Provided data:
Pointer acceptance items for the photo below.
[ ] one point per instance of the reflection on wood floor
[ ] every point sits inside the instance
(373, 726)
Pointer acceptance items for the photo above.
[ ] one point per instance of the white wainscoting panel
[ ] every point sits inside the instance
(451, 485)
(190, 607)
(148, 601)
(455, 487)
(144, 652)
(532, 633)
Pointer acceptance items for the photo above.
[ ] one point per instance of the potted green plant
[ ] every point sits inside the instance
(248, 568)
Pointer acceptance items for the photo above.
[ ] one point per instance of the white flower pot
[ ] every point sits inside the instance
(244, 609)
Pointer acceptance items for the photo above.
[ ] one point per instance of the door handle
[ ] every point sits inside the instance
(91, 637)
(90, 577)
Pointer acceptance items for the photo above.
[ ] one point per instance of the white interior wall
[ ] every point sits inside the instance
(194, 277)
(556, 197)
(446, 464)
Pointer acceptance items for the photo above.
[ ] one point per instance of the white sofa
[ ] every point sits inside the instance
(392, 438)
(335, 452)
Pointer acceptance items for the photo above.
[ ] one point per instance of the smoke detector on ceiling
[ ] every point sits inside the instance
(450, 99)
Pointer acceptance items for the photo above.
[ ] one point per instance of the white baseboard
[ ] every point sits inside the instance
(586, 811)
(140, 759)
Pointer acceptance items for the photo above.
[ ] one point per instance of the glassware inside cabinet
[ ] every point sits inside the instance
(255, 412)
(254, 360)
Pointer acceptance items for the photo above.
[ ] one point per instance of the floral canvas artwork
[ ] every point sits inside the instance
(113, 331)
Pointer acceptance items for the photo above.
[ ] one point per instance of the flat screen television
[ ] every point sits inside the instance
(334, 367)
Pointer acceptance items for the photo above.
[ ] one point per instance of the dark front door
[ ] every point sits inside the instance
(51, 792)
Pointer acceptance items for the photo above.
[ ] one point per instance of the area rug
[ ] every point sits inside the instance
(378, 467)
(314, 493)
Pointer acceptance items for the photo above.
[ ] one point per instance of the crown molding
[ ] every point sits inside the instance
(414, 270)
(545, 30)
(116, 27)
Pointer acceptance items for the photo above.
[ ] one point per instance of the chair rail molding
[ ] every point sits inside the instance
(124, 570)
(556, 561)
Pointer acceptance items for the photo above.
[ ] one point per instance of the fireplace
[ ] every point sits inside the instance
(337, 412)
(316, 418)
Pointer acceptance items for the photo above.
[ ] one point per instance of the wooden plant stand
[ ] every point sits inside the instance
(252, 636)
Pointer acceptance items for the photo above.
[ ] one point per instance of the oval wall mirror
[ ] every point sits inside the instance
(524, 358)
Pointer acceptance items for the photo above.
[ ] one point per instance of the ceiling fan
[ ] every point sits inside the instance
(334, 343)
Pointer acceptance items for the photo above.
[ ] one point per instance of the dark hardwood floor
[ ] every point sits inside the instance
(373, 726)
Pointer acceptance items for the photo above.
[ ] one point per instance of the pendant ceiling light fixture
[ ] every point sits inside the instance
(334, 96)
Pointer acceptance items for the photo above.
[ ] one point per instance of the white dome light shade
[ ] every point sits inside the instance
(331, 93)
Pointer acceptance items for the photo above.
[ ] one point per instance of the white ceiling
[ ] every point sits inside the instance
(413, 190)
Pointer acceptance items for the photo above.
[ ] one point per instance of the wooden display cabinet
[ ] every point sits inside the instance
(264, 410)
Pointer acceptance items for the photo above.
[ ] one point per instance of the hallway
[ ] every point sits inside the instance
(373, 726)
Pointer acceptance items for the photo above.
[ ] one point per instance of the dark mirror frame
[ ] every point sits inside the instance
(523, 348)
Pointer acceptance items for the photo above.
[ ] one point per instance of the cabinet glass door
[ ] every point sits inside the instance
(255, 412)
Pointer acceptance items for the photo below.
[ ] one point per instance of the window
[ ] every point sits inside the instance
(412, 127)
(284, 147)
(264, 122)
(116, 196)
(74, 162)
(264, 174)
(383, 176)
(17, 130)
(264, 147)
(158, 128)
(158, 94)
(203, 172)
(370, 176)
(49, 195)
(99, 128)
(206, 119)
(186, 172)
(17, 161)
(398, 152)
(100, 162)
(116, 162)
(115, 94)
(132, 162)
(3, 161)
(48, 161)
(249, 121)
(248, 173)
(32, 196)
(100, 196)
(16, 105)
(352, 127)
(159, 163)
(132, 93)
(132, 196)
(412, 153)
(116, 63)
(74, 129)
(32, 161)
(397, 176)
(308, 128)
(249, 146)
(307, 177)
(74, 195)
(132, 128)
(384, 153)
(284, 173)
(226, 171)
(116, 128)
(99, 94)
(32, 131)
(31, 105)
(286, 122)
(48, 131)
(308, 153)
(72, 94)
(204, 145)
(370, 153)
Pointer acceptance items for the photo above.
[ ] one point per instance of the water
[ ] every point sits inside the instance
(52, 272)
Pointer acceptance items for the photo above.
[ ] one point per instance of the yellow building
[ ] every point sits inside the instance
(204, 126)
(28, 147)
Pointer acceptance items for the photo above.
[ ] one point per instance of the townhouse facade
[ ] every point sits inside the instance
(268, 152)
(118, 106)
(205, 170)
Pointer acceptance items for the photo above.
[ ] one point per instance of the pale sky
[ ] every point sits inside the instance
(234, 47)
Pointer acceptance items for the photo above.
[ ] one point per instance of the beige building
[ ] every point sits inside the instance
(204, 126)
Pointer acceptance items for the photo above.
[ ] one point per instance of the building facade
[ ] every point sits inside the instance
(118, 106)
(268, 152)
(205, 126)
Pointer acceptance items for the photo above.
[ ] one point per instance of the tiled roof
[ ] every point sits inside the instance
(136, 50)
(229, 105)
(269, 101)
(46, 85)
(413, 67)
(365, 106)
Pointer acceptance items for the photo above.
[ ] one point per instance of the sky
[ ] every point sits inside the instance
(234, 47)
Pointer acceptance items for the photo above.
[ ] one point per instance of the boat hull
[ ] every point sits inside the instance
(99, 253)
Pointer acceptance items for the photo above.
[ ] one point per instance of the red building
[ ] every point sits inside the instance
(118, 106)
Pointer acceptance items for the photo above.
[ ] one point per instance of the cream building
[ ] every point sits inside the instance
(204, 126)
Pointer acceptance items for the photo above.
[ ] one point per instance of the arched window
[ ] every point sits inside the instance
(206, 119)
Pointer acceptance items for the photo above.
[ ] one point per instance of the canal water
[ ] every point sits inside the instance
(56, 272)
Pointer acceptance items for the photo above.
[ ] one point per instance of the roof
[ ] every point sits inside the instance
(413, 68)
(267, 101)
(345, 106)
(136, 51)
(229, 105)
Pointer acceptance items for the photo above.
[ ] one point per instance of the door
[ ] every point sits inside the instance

Goal of the exercise: How many of the lines above contain the string "door", counting case as significant? Give only the number.

Final result: 4